### [Extract]
Start of Block
We query the table to see if there is a trip segment that ended within five minutes of this trip segment starting or that starts within five minutes of this trip segment ending. This constraint can be simplified by the following observation: If there’s only a single thread operating on trip segments for a device at a time, we should have at most one trip segment before and one trip segment after within range of being merged. This is because if we have more than these, they would have been merged in some previous step. However, given that we are working with eventual consistency, we may end up with more than two trips for merging with potential overlap. We will address this consistency issue later. For now, we can use this observation to simplify by only looking for the first three trips (one more than strictly necessary so that at each operation, we allow for one additional trip not previously merged to get merged) that end after five minutes before the current trip segment start time.

In the example, there’s nothing to merge the new trip segment with. Therefore, we save it as it is. Next, we get a new trip segment for which both of the previously received trip segments fall within its 5 minute neighborhood.

Therefore, we create a new combined trip, save it back, and delete the former ones. We first save the combined trip and then delete the older ones so that if anything failed in between, all we have is a couple of trips that overlap with some larger trip but were not deleted and will get deleted sometime later. You could also ask why not use logged batches here? Logged batches are expensive and this operation happens a lot. Therefore we choose not to use logged batches.

We could define the merging function as taking two trip segments and producing a merged trip segment m.

f(a,b) → m

This function is

  • Associative:
    If there are three trips to merge, say a, b, and c, both
    f(f(a,b), c) and f(a, f(b, c))
    will yield the same result: it doesn’t matter which of those two trips we merge first.
  • Commutative:
    f(a, b) = f(b, a).
    It doesn’t matter in which order we give the trips, the merged trip is always the same.
  • Idempotent:
    f(a, f(a, b)) = f(a, b)
    The merged path always de-duplicates and orders the time series data before saving it.
  • Deterministic:
    f(a, b) is always the same.
    There’s no non-determinism in the merging process and the output is always the same.

Such a function is also sometimes referred to as having ACID 2.0 properties. For such a function, starting with any set of inputs, we will always arrive at the same output irrespective of the path of operations chosen. A program implementing this function is also referred to as monotonic. One could reason that the monotonicity falls out because in order to arrive at the output we don’t have to run any coordination between the distributed execution of this function so that a particular execution order is guaranteed.
End of Block
### [Supplied records]
Start of Block
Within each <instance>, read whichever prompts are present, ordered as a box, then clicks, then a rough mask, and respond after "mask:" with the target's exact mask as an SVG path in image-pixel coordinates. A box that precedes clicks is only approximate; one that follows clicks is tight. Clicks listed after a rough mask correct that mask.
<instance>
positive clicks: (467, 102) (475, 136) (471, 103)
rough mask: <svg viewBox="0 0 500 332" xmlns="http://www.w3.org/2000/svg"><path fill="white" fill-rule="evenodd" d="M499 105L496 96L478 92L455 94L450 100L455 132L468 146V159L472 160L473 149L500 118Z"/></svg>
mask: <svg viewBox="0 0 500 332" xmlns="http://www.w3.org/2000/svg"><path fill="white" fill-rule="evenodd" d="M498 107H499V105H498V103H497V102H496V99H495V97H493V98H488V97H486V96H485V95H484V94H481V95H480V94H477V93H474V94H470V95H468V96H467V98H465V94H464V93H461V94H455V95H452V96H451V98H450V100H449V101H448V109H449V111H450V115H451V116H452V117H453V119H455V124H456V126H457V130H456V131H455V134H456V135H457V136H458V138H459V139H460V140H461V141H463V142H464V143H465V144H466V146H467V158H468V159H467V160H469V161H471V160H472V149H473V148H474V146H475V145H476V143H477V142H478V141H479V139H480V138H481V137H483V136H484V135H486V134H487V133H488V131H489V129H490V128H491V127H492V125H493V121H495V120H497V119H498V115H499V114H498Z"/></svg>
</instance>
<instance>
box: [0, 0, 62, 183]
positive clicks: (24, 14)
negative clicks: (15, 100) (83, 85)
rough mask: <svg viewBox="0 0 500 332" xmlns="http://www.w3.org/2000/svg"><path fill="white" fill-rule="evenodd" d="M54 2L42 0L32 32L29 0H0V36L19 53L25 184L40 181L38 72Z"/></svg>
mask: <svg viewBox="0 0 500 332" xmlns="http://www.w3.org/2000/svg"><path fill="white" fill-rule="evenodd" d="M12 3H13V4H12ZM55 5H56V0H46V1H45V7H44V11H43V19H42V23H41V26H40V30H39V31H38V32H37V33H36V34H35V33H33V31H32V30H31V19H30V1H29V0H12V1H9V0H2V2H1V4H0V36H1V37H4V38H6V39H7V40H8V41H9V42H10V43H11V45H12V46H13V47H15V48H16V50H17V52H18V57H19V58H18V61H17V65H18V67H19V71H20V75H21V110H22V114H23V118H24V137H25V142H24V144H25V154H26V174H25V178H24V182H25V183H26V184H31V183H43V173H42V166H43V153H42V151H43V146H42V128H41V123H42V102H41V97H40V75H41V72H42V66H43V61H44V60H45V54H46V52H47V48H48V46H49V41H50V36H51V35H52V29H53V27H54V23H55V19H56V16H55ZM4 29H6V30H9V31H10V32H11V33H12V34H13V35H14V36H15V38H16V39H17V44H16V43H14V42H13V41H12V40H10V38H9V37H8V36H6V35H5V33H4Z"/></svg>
End of Block
### [Task list]
- a) Update the trip-merging text from "We could define" down to "f(a, f(b, c))", replacing "merging function" with "merge function".
- b) Arrange everything in the listing from the line containing "</instance>" down to the line containing "2L42 0L32 32L29" as a Markdown table with the columns Row and Line, omitting blank lines.
The listing has no connection to the trip-merging text.

### [Answers to this exercise]
- a)
We could define the merge function as taking two trip segments and producing a merged trip segment m.

f(a,b) → m

This function is

  • Associative:
    If there are three trips to merge, say a, b, and c, both
    f(f(a,b), c) and f(a, f(b, c))

- b)
| Row | Line |
|---|---|
| 1 | </instance> |
| 2 | <instance> |
| 3 | box: [0, 0, 62, 183] |
| 4 | positive clicks: (24, 14) |
| 5 | negative clicks: (15, 100) (83, 85) |
| 6 | rough mask: <svg viewBox="0 0 500 332" xmlns="http://www.w3.org/2000/svg"><path fill="white" fill-rule="evenodd" d="M54 2L42 0L32 32L29 0H0V36L19 53L25 184L40 181L38 72Z"/></svg> |